## Exercise goal
Count the lines in the material below that contain the word "fence", and reply with that number alone.

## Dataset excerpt
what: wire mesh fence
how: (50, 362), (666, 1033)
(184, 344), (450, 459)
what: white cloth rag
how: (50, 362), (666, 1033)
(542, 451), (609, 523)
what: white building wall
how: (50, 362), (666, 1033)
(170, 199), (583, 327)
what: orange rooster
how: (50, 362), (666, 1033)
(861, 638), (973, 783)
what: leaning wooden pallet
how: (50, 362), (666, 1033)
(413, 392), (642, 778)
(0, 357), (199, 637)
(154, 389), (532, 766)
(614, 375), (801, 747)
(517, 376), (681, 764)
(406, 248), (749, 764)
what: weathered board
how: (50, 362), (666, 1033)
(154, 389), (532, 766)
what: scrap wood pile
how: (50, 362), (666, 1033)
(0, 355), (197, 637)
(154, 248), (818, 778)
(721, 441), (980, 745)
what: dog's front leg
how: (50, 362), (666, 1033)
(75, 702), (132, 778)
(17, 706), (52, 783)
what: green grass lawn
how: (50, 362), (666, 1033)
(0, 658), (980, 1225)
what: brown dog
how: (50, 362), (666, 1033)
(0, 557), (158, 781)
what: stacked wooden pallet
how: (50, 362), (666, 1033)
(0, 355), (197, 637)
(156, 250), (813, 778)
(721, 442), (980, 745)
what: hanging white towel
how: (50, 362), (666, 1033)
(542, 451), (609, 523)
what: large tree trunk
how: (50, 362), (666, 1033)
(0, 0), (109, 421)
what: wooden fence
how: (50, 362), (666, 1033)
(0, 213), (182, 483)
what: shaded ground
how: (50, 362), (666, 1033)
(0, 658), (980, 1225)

## Task solution
2